EXTRAIT DU DOCUMENT ▸

****************

Quand as-tu rejoint Fedina ?
Je travaille avec Fedina depuis 2000 à Bijapur. Nous travaillons avec des ouvriers du bâtiment, des employées de maison, des retraitées, des vendeurs de rue. J’ai un rôle de conseiller en fait, on échange des idées, je suggère des choses, les gens réagissent…je suis moins dans l’accompagnement qu’avant car toutes ces personnes font tout toutes seules, elles vont voir leurs employeurs elles-mêmes, elles vont voir l’administration elles-mêmes.
Quel est ton parcours ?
Je viens d’un endroit proche de Bijapur, je vivais dans une communauté disons dominante, qui possédait des terres, qui disait un peu à tout le monde quoi faire, qui avait beaucoup de Dalits [1] à son service. J’ai grandi dans cet environnement mais je comprenais ce qui se passait. J’ai fini par partir pour rejoindre une communauté de Dalits. C’est là que j’ai construit mes idées, elles ne m’ont plus quitté, elles sont en moi maintenant. Quelques années plus tard, j’ai été élu délégué du village le village où je vivais, j’étais jeune adulte. Mais cette élection gênait clairement les représentants locaux du parti du Congrès et du BJP, qui ont alors essayé de m’intimider en lançant de fausses accusations contre mon père. Il a été obligé de me désavouer en public pour se sauver et c’est là que j’ai rejoint Bangalore et Fedina. Même si au début ils me donnaient juste 1 000 roupies par mois [rires]. J’ai commencé à travailler sur le droit à la terre, mais la mafia s’en est mêlée, ils ont menacé ma future femme. J’ai dû plier bagage une nouvelle fois.

****************

DONNÉES EXTRAITES ▸
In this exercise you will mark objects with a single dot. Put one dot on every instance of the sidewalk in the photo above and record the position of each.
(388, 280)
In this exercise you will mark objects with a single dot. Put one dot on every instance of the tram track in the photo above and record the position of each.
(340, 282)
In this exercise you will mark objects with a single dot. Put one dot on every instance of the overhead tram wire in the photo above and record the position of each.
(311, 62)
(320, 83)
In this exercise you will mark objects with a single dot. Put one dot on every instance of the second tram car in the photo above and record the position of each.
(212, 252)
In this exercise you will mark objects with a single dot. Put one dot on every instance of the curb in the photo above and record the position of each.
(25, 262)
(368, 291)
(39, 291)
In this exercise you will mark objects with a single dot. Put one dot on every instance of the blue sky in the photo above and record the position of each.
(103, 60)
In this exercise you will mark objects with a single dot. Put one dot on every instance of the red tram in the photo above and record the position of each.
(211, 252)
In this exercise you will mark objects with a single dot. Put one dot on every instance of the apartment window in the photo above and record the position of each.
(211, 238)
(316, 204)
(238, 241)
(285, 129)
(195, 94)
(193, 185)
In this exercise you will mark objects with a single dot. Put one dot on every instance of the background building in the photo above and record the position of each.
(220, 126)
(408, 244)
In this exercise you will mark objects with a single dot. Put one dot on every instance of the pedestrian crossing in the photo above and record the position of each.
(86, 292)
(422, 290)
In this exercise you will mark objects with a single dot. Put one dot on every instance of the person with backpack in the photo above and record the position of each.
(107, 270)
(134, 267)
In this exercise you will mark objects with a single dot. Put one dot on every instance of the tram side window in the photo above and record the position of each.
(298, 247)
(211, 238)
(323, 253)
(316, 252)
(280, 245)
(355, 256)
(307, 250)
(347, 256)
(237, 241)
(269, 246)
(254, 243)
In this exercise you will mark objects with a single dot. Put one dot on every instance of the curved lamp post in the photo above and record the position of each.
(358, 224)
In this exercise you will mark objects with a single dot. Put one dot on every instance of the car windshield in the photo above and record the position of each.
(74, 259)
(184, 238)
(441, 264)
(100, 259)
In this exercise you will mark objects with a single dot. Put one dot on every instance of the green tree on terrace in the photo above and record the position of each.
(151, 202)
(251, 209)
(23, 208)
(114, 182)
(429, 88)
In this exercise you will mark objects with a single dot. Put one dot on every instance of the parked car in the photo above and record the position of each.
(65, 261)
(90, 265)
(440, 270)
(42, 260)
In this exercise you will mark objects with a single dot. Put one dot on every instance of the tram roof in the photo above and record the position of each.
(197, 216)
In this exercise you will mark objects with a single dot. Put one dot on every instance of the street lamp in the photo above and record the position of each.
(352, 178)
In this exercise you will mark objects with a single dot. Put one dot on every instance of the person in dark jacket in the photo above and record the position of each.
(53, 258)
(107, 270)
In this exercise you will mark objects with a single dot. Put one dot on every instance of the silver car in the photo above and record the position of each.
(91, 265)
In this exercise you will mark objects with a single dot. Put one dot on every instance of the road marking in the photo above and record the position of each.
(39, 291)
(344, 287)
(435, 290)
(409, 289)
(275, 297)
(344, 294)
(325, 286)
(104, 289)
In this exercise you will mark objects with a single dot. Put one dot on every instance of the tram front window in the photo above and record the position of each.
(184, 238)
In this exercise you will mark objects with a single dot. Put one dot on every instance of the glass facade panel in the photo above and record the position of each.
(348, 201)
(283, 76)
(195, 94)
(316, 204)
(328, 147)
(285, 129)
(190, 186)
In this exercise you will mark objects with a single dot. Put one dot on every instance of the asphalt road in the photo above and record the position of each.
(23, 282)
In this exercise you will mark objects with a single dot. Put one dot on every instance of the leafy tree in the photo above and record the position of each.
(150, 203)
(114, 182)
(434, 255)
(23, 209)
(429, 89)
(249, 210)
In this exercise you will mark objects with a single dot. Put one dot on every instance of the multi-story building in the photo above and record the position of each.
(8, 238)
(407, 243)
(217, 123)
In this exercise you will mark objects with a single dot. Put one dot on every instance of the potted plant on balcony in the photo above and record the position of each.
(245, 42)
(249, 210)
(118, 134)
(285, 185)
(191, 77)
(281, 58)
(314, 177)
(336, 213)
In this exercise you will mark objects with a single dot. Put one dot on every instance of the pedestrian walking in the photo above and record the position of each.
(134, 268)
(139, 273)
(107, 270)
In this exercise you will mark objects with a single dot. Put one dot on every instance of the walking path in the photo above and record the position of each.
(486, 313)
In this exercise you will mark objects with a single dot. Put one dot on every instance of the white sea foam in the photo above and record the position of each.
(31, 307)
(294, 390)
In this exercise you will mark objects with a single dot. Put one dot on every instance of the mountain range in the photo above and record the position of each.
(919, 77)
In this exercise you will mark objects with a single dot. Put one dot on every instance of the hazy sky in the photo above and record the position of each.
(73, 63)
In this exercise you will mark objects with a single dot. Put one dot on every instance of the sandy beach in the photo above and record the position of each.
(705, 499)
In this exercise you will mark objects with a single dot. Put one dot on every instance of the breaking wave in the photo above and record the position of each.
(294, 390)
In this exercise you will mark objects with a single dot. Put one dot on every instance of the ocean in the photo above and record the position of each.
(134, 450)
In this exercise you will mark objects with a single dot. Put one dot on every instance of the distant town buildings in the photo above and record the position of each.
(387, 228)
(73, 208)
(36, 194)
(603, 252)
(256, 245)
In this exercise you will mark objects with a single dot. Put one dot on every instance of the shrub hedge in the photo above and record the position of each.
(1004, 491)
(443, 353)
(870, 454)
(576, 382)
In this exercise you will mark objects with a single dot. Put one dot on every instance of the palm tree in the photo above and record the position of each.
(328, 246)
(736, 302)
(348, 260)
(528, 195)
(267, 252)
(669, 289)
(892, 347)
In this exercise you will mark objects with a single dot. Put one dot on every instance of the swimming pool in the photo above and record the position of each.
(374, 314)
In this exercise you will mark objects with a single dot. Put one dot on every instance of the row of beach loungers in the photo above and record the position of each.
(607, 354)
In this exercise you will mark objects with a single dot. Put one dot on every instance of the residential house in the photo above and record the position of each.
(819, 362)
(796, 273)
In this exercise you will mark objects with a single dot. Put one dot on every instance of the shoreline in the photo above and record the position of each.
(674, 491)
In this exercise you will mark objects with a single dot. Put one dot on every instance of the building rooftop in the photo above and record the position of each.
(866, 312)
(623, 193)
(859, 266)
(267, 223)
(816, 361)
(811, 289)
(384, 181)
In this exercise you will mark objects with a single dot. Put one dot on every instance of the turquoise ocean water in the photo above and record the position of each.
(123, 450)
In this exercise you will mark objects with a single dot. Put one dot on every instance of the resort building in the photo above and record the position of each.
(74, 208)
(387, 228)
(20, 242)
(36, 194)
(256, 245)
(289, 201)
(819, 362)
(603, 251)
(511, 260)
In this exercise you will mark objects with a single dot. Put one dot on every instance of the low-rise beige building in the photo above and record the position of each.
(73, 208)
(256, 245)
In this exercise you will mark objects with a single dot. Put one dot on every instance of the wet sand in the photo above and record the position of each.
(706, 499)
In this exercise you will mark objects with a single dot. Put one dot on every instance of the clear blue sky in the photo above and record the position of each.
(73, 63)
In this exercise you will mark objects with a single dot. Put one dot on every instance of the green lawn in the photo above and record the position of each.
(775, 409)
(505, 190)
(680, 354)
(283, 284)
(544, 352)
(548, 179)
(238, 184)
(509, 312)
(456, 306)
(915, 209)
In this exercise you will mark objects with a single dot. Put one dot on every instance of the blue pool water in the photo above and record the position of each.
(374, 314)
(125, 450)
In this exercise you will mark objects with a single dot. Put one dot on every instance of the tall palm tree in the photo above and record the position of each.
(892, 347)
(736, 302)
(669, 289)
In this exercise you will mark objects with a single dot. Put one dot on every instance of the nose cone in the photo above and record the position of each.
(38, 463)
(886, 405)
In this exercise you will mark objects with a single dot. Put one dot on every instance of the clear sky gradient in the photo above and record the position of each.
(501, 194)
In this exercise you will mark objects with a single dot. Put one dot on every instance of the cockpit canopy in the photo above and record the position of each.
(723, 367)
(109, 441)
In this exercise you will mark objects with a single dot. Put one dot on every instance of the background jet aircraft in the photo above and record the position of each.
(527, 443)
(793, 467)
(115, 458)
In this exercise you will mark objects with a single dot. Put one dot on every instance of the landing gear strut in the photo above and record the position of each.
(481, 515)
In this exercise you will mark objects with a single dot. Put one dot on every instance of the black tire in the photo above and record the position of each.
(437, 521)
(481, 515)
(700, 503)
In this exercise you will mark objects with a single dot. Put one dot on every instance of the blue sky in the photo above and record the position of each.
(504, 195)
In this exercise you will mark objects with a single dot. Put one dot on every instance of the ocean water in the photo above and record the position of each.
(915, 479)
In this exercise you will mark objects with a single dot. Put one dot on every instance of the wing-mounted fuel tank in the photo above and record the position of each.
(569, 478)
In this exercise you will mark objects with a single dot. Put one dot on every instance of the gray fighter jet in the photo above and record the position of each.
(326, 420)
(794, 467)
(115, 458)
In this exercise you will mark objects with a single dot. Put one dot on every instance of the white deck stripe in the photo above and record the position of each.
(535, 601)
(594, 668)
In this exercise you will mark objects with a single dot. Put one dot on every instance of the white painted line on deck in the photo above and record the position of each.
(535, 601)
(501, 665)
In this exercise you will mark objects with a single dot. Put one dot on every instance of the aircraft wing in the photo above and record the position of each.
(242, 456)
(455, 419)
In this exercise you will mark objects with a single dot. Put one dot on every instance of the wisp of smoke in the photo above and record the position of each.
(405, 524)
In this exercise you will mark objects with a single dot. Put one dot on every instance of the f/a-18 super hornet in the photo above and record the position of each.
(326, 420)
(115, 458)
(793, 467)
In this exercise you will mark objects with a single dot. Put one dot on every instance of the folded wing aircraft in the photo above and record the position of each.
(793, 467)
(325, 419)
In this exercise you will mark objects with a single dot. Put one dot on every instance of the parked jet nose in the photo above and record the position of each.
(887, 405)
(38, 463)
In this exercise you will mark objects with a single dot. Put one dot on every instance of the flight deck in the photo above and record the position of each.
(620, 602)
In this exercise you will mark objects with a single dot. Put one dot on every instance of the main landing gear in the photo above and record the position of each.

****************

PROBLÈME POSÉ 1 ▸
Recopiez le passage de l'entretien qui commence à "Je travaille avec" et se termine à "voir l’administration elles-mêmes.".
PROBLÈME POSÉ 2 ▸
D'après l'entretien, depuis quelle année la personne interrogée travaille-t-elle avec Fedina à Bijapur ?
Les items proviennent d'une autre source.

RÉSULTAT ATTENDU 1 ▸
Je travaille avec Fedina depuis 2000 à Bijapur. Nous travaillons avec des ouvriers du bâtiment, des employées de maison, des retraitées, des vendeurs de rue. J’ai un rôle de conseiller en fait, on échange des idées, je suggère des choses, les gens réagissent…je suis moins dans l’accompagnement qu’avant car toutes ces personnes font tout toutes seules, elles vont voir leurs employeurs elles-mêmes, elles vont voir l’administration elles-mêmes.

RÉSULTAT ATTENDU 2 ▸
Depuis 2000.